_What to do_. Copy the listing lines starting at the line containing "of the front" and ending at the line containing "(29, 13), (83, 21)", swapping "orange" for "red" throughout and leaving everything else unchanged.

BEGIN Raw records

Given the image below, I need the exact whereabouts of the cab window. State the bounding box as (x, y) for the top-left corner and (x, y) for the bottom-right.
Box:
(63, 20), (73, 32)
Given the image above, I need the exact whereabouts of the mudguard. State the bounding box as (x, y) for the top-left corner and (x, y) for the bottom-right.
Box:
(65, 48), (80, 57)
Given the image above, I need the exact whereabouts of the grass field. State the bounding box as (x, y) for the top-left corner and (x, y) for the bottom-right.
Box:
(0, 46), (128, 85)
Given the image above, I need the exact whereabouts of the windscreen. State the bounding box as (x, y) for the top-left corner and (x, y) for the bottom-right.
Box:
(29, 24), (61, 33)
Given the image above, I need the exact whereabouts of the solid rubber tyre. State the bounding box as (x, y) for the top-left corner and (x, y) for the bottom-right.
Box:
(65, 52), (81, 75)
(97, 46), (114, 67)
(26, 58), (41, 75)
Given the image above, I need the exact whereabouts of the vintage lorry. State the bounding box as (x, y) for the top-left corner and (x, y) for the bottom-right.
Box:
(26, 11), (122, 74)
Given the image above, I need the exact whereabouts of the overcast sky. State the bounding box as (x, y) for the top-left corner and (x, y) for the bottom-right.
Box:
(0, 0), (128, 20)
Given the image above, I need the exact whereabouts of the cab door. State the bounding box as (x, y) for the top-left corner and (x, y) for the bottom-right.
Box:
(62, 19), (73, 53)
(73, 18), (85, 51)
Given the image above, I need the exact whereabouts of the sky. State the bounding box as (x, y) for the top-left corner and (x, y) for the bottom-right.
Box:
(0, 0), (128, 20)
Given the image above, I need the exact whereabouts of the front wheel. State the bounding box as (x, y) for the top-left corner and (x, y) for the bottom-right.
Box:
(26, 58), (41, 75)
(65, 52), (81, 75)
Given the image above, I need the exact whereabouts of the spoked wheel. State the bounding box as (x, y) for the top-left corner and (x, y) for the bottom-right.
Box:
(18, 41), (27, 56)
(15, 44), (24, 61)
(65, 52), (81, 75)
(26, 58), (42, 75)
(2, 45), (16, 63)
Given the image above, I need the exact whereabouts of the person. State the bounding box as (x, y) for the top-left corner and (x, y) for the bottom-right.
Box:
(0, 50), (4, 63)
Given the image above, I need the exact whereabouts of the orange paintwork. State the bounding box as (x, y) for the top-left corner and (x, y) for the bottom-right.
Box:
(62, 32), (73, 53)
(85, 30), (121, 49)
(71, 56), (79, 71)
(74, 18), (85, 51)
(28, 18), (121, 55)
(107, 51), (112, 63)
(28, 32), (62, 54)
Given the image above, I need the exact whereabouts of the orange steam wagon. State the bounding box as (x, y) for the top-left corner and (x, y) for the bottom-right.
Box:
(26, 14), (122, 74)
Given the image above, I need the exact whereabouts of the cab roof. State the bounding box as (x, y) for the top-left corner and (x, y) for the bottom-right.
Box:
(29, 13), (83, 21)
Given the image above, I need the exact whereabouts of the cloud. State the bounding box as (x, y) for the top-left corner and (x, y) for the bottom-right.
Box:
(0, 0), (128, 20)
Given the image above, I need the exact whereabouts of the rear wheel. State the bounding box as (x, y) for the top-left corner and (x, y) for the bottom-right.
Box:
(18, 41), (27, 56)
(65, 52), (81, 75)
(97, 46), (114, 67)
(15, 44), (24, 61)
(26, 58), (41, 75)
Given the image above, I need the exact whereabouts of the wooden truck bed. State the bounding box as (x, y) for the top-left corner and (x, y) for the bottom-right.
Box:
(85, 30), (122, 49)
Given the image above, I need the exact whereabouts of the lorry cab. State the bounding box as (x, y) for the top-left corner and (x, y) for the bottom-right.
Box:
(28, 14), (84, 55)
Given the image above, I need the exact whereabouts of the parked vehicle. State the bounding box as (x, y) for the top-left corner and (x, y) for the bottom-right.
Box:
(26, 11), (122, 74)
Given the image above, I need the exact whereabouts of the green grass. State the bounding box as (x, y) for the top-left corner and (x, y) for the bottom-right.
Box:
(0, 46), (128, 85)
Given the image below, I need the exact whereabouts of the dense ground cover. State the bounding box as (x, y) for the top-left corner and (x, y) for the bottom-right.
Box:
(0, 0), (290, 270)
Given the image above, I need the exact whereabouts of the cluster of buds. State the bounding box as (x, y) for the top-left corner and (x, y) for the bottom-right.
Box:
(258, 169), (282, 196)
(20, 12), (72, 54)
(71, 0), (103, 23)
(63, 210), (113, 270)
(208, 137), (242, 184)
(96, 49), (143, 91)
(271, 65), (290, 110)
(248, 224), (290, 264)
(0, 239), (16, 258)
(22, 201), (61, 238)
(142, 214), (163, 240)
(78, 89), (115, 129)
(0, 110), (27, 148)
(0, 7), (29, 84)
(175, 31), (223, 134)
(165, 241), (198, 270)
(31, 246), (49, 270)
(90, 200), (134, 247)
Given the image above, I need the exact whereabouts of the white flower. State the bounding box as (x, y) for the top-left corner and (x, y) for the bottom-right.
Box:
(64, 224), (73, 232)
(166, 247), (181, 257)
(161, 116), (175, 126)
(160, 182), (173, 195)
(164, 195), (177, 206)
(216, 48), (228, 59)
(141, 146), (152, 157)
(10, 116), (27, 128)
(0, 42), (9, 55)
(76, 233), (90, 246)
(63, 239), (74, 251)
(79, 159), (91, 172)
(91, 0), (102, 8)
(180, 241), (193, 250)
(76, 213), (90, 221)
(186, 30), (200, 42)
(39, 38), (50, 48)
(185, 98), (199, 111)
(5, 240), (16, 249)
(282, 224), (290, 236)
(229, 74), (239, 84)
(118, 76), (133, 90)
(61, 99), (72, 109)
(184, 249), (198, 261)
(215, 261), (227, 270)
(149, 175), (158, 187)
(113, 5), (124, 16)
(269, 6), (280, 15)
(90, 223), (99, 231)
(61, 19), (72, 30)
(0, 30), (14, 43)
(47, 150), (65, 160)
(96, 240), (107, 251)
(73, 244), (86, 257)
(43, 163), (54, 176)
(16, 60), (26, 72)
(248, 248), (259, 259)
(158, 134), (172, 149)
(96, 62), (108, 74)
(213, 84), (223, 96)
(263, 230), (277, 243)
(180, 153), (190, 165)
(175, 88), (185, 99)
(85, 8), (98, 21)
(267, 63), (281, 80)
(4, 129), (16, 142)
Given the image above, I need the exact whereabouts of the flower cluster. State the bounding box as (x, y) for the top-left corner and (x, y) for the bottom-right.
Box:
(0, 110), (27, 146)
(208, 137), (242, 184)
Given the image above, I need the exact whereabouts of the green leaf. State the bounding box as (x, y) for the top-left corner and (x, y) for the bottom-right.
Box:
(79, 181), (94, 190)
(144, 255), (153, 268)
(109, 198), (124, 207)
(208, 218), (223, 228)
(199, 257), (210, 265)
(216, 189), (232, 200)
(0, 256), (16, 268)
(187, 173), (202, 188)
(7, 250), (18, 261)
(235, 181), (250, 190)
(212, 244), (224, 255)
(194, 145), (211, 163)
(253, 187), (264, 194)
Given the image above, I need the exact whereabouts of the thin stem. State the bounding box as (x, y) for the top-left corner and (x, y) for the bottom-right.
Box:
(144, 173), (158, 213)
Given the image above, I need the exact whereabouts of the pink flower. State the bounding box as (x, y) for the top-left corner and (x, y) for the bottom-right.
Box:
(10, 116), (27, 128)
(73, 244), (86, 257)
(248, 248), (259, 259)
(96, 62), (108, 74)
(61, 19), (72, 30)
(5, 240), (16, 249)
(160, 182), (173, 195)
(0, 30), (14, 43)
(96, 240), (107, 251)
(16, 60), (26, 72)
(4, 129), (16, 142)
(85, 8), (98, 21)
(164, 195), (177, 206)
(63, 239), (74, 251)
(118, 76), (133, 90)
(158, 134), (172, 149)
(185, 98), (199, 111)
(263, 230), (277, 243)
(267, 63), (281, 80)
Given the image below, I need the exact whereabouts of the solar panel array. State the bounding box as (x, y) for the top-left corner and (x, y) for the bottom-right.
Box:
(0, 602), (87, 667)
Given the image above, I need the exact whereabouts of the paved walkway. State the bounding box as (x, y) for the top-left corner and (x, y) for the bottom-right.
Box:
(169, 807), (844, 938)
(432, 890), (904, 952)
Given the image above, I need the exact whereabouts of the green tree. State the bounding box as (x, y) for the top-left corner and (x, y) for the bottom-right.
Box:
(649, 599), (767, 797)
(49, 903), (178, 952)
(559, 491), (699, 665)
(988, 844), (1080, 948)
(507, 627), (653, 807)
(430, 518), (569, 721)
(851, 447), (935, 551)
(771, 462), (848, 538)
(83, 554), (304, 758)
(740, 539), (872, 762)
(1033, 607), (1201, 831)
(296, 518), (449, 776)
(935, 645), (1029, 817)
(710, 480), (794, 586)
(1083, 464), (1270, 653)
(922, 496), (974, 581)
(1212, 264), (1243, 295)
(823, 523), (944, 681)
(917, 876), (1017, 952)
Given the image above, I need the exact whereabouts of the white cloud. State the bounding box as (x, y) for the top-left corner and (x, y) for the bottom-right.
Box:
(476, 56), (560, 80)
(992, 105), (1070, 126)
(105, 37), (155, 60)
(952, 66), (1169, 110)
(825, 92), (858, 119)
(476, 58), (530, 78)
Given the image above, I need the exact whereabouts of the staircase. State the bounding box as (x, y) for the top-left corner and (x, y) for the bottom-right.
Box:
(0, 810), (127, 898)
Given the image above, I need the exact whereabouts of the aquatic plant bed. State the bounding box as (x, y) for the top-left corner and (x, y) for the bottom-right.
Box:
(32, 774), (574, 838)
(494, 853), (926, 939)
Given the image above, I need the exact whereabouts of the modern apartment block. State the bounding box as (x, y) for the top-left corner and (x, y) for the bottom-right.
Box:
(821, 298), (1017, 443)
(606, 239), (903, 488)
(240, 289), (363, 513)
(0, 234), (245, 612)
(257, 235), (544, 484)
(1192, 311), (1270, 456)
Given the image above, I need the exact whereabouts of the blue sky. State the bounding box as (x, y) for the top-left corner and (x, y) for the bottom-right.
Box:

END Raw records

_Exercise response_.
Given the image above, I need the exact whereabouts of the front wheel. State the bounding box as (x, y) for the top-left corner and (x, y) for the bottom-right.
Box:
(26, 58), (41, 75)
(65, 52), (81, 75)
Given the image above, I need the exact whereabouts of the spoked wheel. State the bounding box as (x, y) for the top-left corner and (x, y) for the bottom-right.
Box:
(18, 41), (27, 56)
(15, 44), (24, 61)
(65, 52), (81, 75)
(26, 58), (42, 75)
(2, 45), (16, 63)
Given the image above, I need the exact whereabouts of the person. State the bounding box as (x, y) for the top-left corner and (x, y) for the bottom-right.
Box:
(0, 50), (4, 63)
Given the image above, I need the exact whereabouts of the red paintwork. State the bounding box as (x, y) for the top-left corner and (x, y) for the bottom-right.
Box:
(62, 32), (73, 53)
(85, 30), (121, 49)
(71, 56), (79, 71)
(74, 18), (85, 51)
(28, 18), (121, 55)
(107, 51), (112, 63)
(28, 32), (62, 54)
Given the image above, I need the exact whereabouts of the red steam wagon. State the bounding box as (x, y) for the top-left corner and (x, y) for the bottom-right.
Box:
(26, 14), (122, 74)
Given the image above, I need the exact whereabouts of the cab roof. State the bounding box as (x, y) for the top-left corner and (x, y) for the bottom-right.
Box:
(29, 13), (83, 21)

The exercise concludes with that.